Reproduce the listing below line for line, changing no character.

=======

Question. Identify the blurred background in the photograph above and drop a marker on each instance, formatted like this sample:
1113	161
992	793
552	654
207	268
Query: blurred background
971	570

=======

## Finished exercise
Question. Identify the blurred background in the photograph above and drop a marker on each instance, formatted like this sample:
1113	161
992	793
552	654
207	268
Query: blurred background
971	570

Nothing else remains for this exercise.